## Your goal
Every record below should be written out exactly; pictures stay out.

>>>>

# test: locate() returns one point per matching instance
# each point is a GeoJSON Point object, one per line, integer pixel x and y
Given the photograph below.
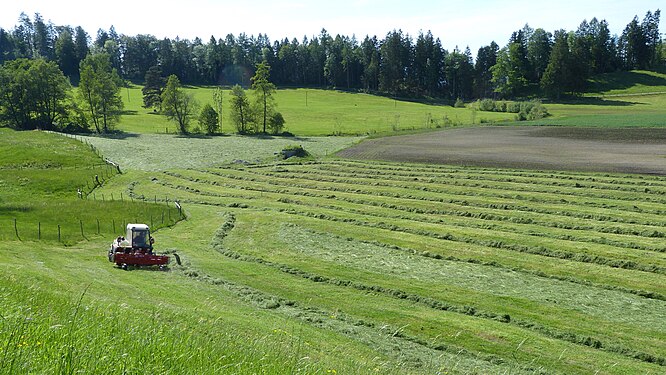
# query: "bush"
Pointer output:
{"type": "Point", "coordinates": [513, 107]}
{"type": "Point", "coordinates": [294, 150]}
{"type": "Point", "coordinates": [276, 123]}
{"type": "Point", "coordinates": [487, 105]}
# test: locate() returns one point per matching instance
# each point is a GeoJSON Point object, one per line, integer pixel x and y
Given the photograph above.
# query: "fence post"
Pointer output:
{"type": "Point", "coordinates": [16, 229]}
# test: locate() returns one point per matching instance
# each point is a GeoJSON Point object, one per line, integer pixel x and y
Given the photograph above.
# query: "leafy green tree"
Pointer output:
{"type": "Point", "coordinates": [81, 44]}
{"type": "Point", "coordinates": [276, 123]}
{"type": "Point", "coordinates": [395, 58]}
{"type": "Point", "coordinates": [177, 105]}
{"type": "Point", "coordinates": [508, 77]}
{"type": "Point", "coordinates": [241, 114]}
{"type": "Point", "coordinates": [65, 52]}
{"type": "Point", "coordinates": [6, 46]}
{"type": "Point", "coordinates": [263, 90]}
{"type": "Point", "coordinates": [486, 58]}
{"type": "Point", "coordinates": [99, 91]}
{"type": "Point", "coordinates": [218, 101]}
{"type": "Point", "coordinates": [33, 94]}
{"type": "Point", "coordinates": [153, 87]}
{"type": "Point", "coordinates": [208, 119]}
{"type": "Point", "coordinates": [43, 38]}
{"type": "Point", "coordinates": [539, 46]}
{"type": "Point", "coordinates": [558, 75]}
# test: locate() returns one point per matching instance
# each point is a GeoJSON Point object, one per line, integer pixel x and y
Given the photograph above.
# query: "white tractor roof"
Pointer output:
{"type": "Point", "coordinates": [137, 226]}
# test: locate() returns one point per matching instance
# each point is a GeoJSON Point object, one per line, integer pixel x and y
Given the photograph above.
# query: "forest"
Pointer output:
{"type": "Point", "coordinates": [534, 62]}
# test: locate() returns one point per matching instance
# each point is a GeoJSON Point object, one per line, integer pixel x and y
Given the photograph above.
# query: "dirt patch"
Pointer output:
{"type": "Point", "coordinates": [625, 150]}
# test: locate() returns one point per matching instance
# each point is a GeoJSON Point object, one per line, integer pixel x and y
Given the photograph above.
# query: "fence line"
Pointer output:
{"type": "Point", "coordinates": [94, 226]}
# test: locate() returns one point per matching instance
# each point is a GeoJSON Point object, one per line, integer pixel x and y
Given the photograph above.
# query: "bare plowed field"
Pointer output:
{"type": "Point", "coordinates": [585, 149]}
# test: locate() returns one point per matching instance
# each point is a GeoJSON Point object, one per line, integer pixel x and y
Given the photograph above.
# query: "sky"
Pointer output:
{"type": "Point", "coordinates": [473, 23]}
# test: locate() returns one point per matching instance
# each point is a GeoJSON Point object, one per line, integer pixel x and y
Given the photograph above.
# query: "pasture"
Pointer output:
{"type": "Point", "coordinates": [332, 265]}
{"type": "Point", "coordinates": [628, 99]}
{"type": "Point", "coordinates": [316, 112]}
{"type": "Point", "coordinates": [359, 267]}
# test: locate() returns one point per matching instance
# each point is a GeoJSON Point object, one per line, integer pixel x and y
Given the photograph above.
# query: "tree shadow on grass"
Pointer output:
{"type": "Point", "coordinates": [626, 80]}
{"type": "Point", "coordinates": [595, 101]}
{"type": "Point", "coordinates": [114, 135]}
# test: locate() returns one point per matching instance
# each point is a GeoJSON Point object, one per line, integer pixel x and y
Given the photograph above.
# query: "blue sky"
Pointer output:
{"type": "Point", "coordinates": [461, 23]}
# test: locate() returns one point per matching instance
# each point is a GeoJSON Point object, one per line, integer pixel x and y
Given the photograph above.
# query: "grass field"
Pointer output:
{"type": "Point", "coordinates": [495, 266]}
{"type": "Point", "coordinates": [325, 265]}
{"type": "Point", "coordinates": [358, 267]}
{"type": "Point", "coordinates": [327, 112]}
{"type": "Point", "coordinates": [40, 174]}
{"type": "Point", "coordinates": [636, 98]}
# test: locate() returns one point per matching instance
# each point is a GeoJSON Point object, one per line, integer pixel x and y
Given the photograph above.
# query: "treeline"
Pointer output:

<<<<

## Correct answer
# test: locate() returns one point per matching instance
# each point is a GeoJSON Point object, one per line, integer pixel x and y
Given the photograph below.
# query: "bush"
Pointer output:
{"type": "Point", "coordinates": [513, 107]}
{"type": "Point", "coordinates": [294, 150]}
{"type": "Point", "coordinates": [276, 123]}
{"type": "Point", "coordinates": [487, 105]}
# test: locate() returns one point per matching instance
# each point is a GeoJSON Point object, one per line, integer pixel x and y
Given the photograph above.
# query: "fence post"
Pointer output:
{"type": "Point", "coordinates": [16, 229]}
# test: locate() returns one point per matching instance
# each point is a GeoJSON Point object, one per line, integer pixel x and y
Given the photograph above.
# query: "leafy green tree"
Pointer output:
{"type": "Point", "coordinates": [81, 44]}
{"type": "Point", "coordinates": [276, 123]}
{"type": "Point", "coordinates": [395, 58]}
{"type": "Point", "coordinates": [177, 105]}
{"type": "Point", "coordinates": [508, 77]}
{"type": "Point", "coordinates": [241, 114]}
{"type": "Point", "coordinates": [65, 52]}
{"type": "Point", "coordinates": [6, 46]}
{"type": "Point", "coordinates": [263, 90]}
{"type": "Point", "coordinates": [486, 58]}
{"type": "Point", "coordinates": [99, 91]}
{"type": "Point", "coordinates": [218, 101]}
{"type": "Point", "coordinates": [33, 94]}
{"type": "Point", "coordinates": [153, 87]}
{"type": "Point", "coordinates": [208, 119]}
{"type": "Point", "coordinates": [43, 38]}
{"type": "Point", "coordinates": [539, 46]}
{"type": "Point", "coordinates": [558, 75]}
# test: locate() returns one point per matching instance
# each point is a GeoJSON Point object, one per line, integer pixel x and y
Given the photograph above.
# query: "white tractor roof"
Pointer output:
{"type": "Point", "coordinates": [137, 226]}
# test: locate() returns one point per matching instance
# each point is a GeoJSON Point object, one per line, integer pixel x and y
Given the photograph above.
# query: "forest"
Pointer output:
{"type": "Point", "coordinates": [534, 62]}
# test: locate() returns one point per matching instance
# each point is a GeoJSON Point object, one per line, integer pixel x and y
Given the photograph above.
# query: "dirt patch"
Pointer output:
{"type": "Point", "coordinates": [625, 150]}
# test: locate() returns one point per matching instance
# each point is a GeoJSON Point object, one per line, integer pixel x and y
Given the photograph above.
# query: "fence line"
Pointer output:
{"type": "Point", "coordinates": [94, 226]}
# test: locate() returns one point per matching instance
# each point is a GeoJSON Point object, one per line, integer pixel x and y
Given the photograph above.
# query: "bare plowed field"
Pointer output:
{"type": "Point", "coordinates": [585, 149]}
# test: locate() returns one point per matching instance
# each point is a GeoJSON Point object, one per line, integer pixel x and y
Given the photograph above.
# query: "sky"
Pointer output:
{"type": "Point", "coordinates": [473, 23]}
# test: locate() returns one point per matching instance
# each point is a GeoJSON Point object, one per line, integer pixel x and y
Given the photograph above.
# query: "pasture"
Pointer output:
{"type": "Point", "coordinates": [332, 265]}
{"type": "Point", "coordinates": [628, 99]}
{"type": "Point", "coordinates": [316, 112]}
{"type": "Point", "coordinates": [359, 267]}
# test: locate() returns one point per matching instance
# each point is a GeoJSON Point object, one per line, integer pixel x and y
Given the photograph above.
# query: "tree shadow on grass"
Pointer output:
{"type": "Point", "coordinates": [626, 80]}
{"type": "Point", "coordinates": [595, 101]}
{"type": "Point", "coordinates": [114, 135]}
# test: locate() returns one point per matching instance
# each point is a GeoJSON Point object, one per line, integer pixel x and y
Given the photograph above.
# query: "blue sky"
Pointer output:
{"type": "Point", "coordinates": [461, 23]}
# test: locate() returns one point per matching instance
# each point is a GeoJSON Point object, one per line, integer pixel x and y
Given the photograph above.
# query: "grass field"
Pointer output:
{"type": "Point", "coordinates": [495, 266]}
{"type": "Point", "coordinates": [325, 265]}
{"type": "Point", "coordinates": [358, 267]}
{"type": "Point", "coordinates": [327, 112]}
{"type": "Point", "coordinates": [40, 174]}
{"type": "Point", "coordinates": [636, 98]}
# test: locate() returns one point per matching instance
# each point is a GeoJSON Point object, one per line, integer pixel x and y
Given the photograph above.
# query: "treeline"
Pointer output:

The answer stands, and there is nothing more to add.